[Start Extracted text]

- Born: 3 July 1896 Glebe House, Syndenham Terrace, Brighton Road, Rathgar, Dublin, Ireland
- Died: 1 February 1963 (aged 66) East Knoyle, England
- Education: Glebe House School Harrow School Royal Military College, Sandhurst University of Oxford
- Occupation: Schoolmaster
- Years active: 1922–1959
- Employer(s): British Army Harrow School Bryanston School
- Known for: Headmaster of Bryanston School (1932–1959)
- Notable work: The Burning Bow (Allen & Unwin, 1966)
- Spouse: Kathleen Eleanor (1922)
- Children: 2
- Parents: Rev. Charles Edward Coade (methodist minister) (father); Jessie Wilhelme Coade (née Spencer) (mother);

= Thorold Coade =

British headmaster (1896–1963)

Thorold Francis Coade (3 July 1896 – 1 February 1963) was a British schoolmaster.

[End Extracted text]
[Start Extracted data]

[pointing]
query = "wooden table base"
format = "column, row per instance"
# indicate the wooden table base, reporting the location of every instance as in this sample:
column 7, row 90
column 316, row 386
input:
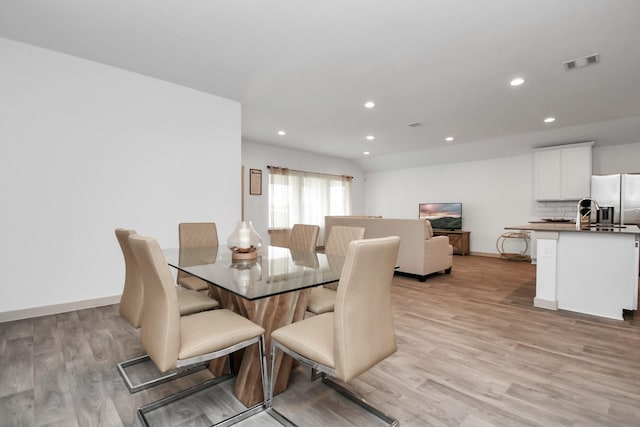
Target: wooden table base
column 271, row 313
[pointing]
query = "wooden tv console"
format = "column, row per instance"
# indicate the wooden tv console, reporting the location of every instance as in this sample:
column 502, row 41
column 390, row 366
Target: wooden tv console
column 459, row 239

[End Extracted data]
[Start Extracted data]

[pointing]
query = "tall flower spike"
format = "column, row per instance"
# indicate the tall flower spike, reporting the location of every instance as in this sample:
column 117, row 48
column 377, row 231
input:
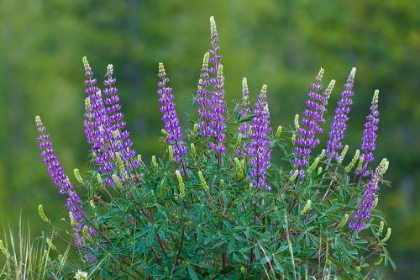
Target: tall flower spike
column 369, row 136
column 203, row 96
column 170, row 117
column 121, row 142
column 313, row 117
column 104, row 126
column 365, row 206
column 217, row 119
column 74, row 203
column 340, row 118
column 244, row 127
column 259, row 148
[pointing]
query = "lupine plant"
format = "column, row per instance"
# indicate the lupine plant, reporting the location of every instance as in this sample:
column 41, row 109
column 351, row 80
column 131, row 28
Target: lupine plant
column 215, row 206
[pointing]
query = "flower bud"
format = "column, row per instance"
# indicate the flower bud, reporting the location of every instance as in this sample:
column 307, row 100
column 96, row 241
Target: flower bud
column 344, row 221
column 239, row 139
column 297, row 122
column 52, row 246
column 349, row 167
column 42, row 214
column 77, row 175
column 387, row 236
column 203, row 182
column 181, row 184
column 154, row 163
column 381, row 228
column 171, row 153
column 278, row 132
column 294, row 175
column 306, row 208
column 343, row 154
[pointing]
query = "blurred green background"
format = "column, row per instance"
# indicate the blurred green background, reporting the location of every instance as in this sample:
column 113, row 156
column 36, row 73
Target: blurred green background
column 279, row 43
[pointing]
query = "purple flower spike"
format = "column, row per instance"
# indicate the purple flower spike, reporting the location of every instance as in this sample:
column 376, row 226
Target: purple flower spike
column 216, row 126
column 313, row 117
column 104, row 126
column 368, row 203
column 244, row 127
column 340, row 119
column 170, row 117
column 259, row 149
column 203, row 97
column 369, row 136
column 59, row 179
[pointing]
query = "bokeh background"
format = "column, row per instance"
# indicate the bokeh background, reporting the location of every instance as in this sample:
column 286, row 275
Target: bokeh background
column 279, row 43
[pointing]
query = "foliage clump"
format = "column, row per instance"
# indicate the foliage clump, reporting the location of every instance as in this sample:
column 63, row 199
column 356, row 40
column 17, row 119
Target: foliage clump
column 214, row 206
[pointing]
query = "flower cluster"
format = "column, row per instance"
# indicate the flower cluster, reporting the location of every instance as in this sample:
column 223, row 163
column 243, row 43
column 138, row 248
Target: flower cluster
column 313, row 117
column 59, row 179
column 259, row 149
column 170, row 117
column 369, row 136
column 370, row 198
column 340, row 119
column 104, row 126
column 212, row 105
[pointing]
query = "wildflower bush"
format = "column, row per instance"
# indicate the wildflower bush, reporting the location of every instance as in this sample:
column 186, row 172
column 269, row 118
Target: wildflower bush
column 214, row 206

[End Extracted data]

Exercise instructions:
Using the Thorold Coade profile, mark each statement yes or no and quote the words that decide it: (a) Coade was headmaster of Bryanston School until 1959. (b) Coade was born in England. (c) Coade had three children. The data has nothing to do with the Thorold Coade profile.

Result:
(a) Yes: "Headmaster of Bryanston School (1932–1959)"
(b) No: "Rathgar, Dublin, Ireland"
(c) No: "Children: 2"